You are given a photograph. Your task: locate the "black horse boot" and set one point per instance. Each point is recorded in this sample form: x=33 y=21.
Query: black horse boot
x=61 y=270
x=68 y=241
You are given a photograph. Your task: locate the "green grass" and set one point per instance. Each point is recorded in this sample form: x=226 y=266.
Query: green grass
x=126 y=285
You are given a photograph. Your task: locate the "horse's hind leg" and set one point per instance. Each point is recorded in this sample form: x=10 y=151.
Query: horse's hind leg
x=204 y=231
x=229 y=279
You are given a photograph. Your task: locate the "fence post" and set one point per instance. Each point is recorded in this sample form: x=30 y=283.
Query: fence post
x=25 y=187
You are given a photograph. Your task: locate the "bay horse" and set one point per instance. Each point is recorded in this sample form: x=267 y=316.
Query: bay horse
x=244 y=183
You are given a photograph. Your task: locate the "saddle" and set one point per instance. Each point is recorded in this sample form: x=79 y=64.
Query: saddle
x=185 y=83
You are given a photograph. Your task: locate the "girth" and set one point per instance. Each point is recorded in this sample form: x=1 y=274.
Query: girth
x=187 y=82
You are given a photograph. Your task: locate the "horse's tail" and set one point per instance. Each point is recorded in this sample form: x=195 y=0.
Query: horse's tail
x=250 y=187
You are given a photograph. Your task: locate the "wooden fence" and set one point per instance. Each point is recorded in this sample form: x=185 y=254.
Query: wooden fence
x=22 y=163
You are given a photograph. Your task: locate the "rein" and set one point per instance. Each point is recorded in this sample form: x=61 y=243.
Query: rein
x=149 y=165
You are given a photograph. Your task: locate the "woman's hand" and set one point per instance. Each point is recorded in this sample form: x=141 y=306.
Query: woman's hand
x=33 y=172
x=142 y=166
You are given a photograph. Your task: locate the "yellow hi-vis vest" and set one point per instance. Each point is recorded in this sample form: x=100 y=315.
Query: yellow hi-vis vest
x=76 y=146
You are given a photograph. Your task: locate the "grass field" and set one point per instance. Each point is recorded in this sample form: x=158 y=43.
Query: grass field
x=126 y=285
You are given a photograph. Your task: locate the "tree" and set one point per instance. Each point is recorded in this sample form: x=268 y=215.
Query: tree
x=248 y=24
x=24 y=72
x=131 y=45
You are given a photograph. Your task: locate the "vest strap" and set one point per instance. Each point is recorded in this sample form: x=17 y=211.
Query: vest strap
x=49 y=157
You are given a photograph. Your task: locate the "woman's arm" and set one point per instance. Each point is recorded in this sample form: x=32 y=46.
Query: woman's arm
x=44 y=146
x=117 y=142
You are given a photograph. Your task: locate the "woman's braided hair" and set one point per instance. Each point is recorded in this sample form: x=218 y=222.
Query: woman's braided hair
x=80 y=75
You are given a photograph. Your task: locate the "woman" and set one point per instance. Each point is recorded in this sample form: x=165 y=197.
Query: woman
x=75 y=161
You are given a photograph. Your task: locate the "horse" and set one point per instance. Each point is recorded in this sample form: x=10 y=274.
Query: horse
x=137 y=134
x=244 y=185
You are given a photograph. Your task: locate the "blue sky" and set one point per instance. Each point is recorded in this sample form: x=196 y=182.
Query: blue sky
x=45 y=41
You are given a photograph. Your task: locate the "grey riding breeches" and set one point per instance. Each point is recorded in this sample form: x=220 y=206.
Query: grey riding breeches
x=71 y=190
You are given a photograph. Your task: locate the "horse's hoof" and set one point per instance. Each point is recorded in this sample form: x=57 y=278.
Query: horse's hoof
======
> **ACTIVITY**
Output, exactly and with nothing else, the lines from the line containing "Query: grey riding breeches" to the end of the entries.

> **REPLY TO THE TASK**
Query: grey riding breeches
x=71 y=190
You are given a photograph. Your task: locate the "horse's hoof" and set one point per instance. Each point is recorded in this sample form: x=57 y=278.
Query: horse's hoof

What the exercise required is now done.